# Differential equation

1. Feb 19, 2008

### sara_87

1. The problem statement, all variables and given/known data

what is the meaning of the coefficients 8 and 80 in the following differential equation?

2. Relevant equations

dP/dt=2*(10^-3)(P-8)(80-P)

3. The attempt at a solution

I know that they are equilibrium solutions but i have to explain.

Thank you

2. Feb 19, 2008

### Dick

Figure out where dP/dt is positive, negative and zero as a function of P. If dP/dt=0 then you have an equilibrium value. Now explain why each equilibrium is stable or unstable.

3. Feb 19, 2008

### sara_87

yeah i did all that but i just have to explain in words the meaning of the coeff. 8 and 80.

4. Feb 19, 2008

### sutupidmath

Well, to do that i think we have to know what is the original problem, i mean to know what P stands for, is it something about a population model or?? If you want to explain the meaning of those constants in the context that the problem is stated!

5. Feb 19, 2008

### sara_87

oh right, yes it is a population model. P is the population and t is time

6. Feb 19, 2008

### sutupidmath

Well i think that in this case, an explanation would be like this:
I am not sure whether you got this part right, is it (P-8) or 8-P ?
When the initial size of the population you are dealing with is greater than 80 whatever the units are, it means that that population model will start decreasing, and it will reach, converge somehow to 80, it means that the most it can decrease is 80.
If 8<Po<80, it means that the most that population size can grow is about 80, so it means that the population starts grwoing but the largest it can get is 80(million, hundred, thousand or whatever). I am not sure about the last part, when the Po<8. It looks like if the initial population has a size of smaller than 8 for some reason it will start decreasing, but it looks wierd though!

■ EXTRACTED INFORMATION
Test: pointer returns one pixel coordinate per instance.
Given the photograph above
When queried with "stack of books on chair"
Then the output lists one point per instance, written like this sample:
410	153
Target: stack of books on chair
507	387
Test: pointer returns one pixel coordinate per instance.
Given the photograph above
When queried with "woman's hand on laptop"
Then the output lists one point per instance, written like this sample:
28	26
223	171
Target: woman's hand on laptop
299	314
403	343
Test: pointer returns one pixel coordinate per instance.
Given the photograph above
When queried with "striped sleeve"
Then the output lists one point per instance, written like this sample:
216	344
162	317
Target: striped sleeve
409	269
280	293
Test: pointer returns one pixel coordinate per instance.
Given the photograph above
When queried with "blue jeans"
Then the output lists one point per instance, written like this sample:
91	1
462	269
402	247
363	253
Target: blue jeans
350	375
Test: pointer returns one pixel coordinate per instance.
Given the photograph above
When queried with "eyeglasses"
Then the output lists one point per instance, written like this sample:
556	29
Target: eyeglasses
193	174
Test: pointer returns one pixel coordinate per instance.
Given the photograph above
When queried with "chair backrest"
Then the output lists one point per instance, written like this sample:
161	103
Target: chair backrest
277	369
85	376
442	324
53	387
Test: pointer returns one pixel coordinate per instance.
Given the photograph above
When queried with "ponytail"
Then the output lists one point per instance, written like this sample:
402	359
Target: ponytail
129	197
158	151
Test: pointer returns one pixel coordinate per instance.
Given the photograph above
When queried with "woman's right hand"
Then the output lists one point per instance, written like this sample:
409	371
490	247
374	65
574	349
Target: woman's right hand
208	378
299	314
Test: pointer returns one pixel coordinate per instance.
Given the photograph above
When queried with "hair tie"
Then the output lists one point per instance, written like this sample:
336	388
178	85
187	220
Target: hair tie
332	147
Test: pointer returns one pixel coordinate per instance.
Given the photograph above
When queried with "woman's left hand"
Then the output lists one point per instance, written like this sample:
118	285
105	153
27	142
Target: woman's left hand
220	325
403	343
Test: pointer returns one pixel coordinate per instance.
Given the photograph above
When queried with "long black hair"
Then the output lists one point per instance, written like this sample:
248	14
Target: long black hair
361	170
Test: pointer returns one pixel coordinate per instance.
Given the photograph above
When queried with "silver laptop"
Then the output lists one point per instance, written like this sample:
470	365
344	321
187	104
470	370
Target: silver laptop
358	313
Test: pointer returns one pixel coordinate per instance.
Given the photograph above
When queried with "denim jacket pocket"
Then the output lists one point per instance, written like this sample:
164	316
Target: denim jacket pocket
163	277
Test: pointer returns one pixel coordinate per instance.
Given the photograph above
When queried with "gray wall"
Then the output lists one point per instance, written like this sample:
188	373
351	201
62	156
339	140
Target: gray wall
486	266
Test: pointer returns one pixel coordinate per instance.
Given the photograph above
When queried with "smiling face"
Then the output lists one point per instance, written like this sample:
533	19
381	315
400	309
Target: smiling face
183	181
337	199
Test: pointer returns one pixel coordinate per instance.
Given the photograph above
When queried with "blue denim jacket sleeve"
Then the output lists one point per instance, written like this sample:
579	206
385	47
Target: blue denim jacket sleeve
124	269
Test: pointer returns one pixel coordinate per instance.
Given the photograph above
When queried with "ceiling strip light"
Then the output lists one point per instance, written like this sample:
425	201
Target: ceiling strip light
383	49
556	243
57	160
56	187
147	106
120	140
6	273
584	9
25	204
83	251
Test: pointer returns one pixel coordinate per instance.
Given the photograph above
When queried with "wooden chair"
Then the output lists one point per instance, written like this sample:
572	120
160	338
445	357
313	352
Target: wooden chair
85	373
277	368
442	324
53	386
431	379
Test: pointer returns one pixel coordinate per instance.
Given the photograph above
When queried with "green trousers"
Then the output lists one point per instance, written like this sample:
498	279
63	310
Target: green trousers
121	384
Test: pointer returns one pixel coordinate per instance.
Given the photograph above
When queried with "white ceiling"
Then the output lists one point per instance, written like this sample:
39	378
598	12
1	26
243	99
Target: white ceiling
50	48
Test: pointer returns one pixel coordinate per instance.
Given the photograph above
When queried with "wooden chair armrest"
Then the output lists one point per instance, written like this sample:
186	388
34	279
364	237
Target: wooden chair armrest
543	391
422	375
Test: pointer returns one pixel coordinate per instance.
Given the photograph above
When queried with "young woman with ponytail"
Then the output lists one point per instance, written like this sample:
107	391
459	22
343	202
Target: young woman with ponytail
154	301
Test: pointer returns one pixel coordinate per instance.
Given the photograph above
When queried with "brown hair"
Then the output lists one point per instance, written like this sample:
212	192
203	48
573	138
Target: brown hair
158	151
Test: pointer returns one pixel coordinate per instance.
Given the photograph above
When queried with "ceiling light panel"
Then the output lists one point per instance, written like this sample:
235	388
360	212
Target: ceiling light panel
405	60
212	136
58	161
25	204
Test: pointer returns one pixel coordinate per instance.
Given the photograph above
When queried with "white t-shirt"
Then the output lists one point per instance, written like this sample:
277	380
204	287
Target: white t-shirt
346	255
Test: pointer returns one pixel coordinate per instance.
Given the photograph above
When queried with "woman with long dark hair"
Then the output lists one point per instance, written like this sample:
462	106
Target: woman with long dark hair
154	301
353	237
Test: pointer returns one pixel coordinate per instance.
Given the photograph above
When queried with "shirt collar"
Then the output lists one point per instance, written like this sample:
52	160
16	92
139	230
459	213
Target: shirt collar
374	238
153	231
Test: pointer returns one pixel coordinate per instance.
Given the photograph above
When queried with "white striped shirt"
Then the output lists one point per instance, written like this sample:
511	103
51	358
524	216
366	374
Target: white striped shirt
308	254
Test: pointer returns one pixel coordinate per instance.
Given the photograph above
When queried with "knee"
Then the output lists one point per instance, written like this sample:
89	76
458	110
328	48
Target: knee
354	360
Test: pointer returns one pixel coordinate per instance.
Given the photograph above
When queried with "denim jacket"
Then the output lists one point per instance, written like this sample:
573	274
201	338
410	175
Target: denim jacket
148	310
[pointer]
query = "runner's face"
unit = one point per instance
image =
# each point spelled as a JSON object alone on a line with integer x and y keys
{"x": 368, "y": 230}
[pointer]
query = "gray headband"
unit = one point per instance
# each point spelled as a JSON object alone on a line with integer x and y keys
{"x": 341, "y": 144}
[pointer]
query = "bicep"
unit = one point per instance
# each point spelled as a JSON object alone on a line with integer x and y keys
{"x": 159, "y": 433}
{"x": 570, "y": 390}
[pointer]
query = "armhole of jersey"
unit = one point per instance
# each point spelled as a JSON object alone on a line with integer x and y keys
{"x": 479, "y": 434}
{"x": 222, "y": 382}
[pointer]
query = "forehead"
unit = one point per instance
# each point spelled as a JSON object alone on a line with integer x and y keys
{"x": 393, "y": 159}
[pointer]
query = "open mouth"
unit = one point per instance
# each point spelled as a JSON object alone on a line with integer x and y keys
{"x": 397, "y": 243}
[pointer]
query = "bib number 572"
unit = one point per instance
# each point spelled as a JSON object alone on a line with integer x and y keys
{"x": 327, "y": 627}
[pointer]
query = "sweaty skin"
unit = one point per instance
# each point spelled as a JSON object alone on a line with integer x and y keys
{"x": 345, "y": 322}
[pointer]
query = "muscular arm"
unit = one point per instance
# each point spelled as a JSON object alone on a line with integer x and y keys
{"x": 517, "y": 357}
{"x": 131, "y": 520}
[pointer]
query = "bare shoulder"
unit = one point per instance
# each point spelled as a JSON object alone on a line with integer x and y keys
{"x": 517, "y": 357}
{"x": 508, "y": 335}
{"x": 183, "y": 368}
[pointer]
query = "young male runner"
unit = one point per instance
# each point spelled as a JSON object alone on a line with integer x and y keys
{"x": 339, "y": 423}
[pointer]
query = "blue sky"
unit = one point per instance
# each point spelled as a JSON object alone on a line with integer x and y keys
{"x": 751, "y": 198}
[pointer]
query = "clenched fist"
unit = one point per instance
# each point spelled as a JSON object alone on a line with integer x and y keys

■ INSTRUCTION A
For each statement, say yes or no depending on whether it agrees with the differential equation thread, and quote the words from the thread that decide it. (i) The person who asked about 8 and 80 already knew they are equilibrium solutions. (ii) P stands for a population and t for time. (iii) According to sutupidmath, a population that starts above 80 will keep growing.
■ INSTRUCTION B
Summarize the differential equation thread in three sentences.
■ INSTRUCTION C
Continue the differential equation thread from the point where it stops.
The listing is not needed here.

■ TASK OUTPUT A
(i) Yes: "I know that they are equilibrium solutions but i have to explain."
(ii) Yes: "P is the population and t is time"
(iii) No: "it means that that population model will start decreasing"

■ TASK OUTPUT B
A forum user asks what the coefficients 8 and 80 mean in dP/dt=2*(10^-3)(P-8)(80-P) and already knows they are equilibrium solutions. One reply advises finding where dP/dt is positive, negative and zero and explaining whether each equilibrium is stable. After the asker confirms that P is a population and t is time, another reply says a population above 80 decreases toward 80, one between 8 and 80 grows to at most about 80, and one below 8 seems to decrease, which looks weird.

■ TASK OUTPUT C
I am sure Dick will give a much more accurate and decent explanation, or someone else, though i myself have just started to make a start on diff. eq.

7. Feb 19, 2008

### sara_87

thank you. that does help a lot. now, i can think outside the box.

8. Feb 21, 2008

### sara_87

if the equation is altered to:
dP/dt=2*(10^-3)(P-8)(80-P)-H
Where P is the population of fish, and
where H is rate per month. If the initial population is 16, then what would you recommend for a limit to the monthly catch of this fish population?
(we dont want the fish to be extinct and we dont want to starve).

9. Feb 21, 2008

### Dick

You want to fix the population at P=16? Put dP/dt=0 (since you want a stable population), P=16 and solve for H.

10. Feb 21, 2008

### sara_87

ah ok.
I found H to be:
less than or equal to 1.024
above this value would give below the solution.
is that it?
dont i have to consider that we dont want to starve?

11. Feb 21, 2008

### Dick

P=16, H=1.024, gives you dP/dt=0 So the solution is P(t)=16 for all t. It's not a stable solution. If the population is a little above P=16 it will start to increase and if it drops a little below it will keep dropping. Do you need a stable solution at some value of P besides 16?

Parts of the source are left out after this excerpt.